Denormalize/flatten list of nested objects into dot separated key value pairs
Asked Answered
B

2

2

It would have simpler if my nested objects were dictionaries, but these are list of dictionaries. Example:

all_objs1 = [{
    'a': 1,
    'b': [{'ba': 2, 'bb': 3}, {'ba': 21, 'bb': 31}],
    'c': 4
}, {
    'a': 11,
    'b': [{'ba': 22, 'bb': 33, 'bc': [{'h': 1, 'e': 2}]}],
    'c': 44
}]

I expect output in following format:

[
  {'a': 1, 'b.ba': 2, 'b.bb': 3, 'c': 4},
  {'a': 1, 'b.ba': 21, 'b.bb': 31, 'c': 4},
  {'a': 11, 'b.ba': 22, 'b.bb': 33, 'bc.h': 1, 'bc.e': 2, 'c': 44},
]

Basically, number of flattened objects generated will be equal to (obj * depth)

With my current code:

def flatten(obj, flattened_obj, last_key=''):
  for k,v in obj.iteritems():
    if not isinstance(v, list):
      flattened_obj.update({last_key+k : v})
    else:
      last_key += k + '.'
      for nest_obj in v:
        flatten(nest_obj, flattened_obj, last_key)
        last_key = remove_last_key(last_key)

def remove_last_key(key_path):
    second_dot = key_path[:-1].rfind('.')

**RECORD EXCERPTS**
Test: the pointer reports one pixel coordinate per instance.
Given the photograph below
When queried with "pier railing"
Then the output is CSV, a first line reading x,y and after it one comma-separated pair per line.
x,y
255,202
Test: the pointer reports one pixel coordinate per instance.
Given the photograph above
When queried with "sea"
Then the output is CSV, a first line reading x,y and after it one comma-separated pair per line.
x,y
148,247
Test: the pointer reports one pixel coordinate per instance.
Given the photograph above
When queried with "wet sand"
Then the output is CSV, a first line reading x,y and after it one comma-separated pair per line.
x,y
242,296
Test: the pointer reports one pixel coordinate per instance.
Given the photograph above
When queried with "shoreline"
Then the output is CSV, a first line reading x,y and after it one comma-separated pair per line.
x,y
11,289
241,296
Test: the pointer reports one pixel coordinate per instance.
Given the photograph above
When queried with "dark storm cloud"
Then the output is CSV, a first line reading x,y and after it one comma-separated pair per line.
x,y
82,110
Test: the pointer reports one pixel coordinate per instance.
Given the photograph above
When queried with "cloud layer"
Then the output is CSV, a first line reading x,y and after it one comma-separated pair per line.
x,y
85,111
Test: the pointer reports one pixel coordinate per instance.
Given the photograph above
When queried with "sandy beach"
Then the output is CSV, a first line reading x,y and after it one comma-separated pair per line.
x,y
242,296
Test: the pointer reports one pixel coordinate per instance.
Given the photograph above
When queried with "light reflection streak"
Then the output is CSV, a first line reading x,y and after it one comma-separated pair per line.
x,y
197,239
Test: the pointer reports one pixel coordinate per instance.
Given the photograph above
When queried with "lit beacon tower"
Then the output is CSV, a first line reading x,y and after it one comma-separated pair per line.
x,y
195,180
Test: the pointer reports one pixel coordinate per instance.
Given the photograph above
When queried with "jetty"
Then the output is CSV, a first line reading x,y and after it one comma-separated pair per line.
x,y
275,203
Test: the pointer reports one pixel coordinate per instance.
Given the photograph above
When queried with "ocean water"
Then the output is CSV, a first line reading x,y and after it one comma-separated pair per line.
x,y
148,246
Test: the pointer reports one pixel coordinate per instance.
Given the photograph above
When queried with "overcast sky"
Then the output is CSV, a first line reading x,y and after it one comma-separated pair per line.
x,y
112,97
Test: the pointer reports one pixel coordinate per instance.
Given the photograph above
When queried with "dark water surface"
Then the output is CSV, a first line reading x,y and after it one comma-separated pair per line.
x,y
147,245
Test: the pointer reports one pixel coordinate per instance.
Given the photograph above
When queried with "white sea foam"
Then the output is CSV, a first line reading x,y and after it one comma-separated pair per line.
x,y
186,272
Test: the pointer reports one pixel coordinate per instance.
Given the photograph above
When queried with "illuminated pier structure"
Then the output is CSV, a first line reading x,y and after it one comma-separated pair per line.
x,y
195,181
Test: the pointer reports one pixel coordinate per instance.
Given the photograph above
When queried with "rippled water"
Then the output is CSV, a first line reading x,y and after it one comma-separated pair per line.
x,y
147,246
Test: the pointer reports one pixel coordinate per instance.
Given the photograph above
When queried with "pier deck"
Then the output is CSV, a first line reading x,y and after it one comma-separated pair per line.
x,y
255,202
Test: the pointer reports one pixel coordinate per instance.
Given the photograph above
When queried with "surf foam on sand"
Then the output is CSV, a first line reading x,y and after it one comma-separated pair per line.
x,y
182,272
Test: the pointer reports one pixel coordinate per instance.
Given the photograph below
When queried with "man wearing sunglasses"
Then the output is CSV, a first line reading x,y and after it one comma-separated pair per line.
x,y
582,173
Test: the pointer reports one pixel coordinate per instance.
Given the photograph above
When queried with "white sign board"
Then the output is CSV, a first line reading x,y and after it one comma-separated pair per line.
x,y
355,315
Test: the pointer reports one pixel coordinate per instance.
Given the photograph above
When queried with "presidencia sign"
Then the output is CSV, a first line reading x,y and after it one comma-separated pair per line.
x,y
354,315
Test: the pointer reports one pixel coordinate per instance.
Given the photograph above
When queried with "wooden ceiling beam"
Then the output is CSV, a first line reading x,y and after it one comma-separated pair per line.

**PROBLEM DESCRIPTION**
Return the whole thread on flattening lists of nested objects into dot-separated keys, word for word and unchanged.

**THE REPLY**
Denormalize/flatten list of nested objects into dot separated key value pairs
Asked Answered
B

2

2

It would have simpler if my nested objects were dictionaries, but these are list of dictionaries. Example:

all_objs1 = [{
    'a': 1,
    'b': [{'ba': 2, 'bb': 3}, {'ba': 21, 'bb': 31}],
    'c': 4
}, {
    'a': 11,
    'b': [{'ba': 22, 'bb': 33, 'bc': [{'h': 1, 'e': 2}]}],
    'c': 44
}]

I expect output in following format:

[
  {'a': 1, 'b.ba': 2, 'b.bb': 3, 'c': 4},
  {'a': 1, 'b.ba': 21, 'b.bb': 31, 'c': 4},
  {'a': 11, 'b.ba': 22, 'b.bb': 33, 'bc.h': 1, 'bc.e': 2, 'c': 44},
]

Basically, number of flattened objects generated will be equal to (obj * depth)

With my current code:

def flatten(obj, flattened_obj, last_key=''):
  for k,v in obj.iteritems():
    if not isinstance(v, list):
      flattened_obj.update({last_key+k : v})
    else:
      last_key += k + '.'
      for nest_obj in v:
        flatten(nest_obj, flattened_obj, last_key)
        last_key = remove_last_key(last_key)

def remove_last_key(key_path):
    second_dot = key_path[:-1].rfind('.')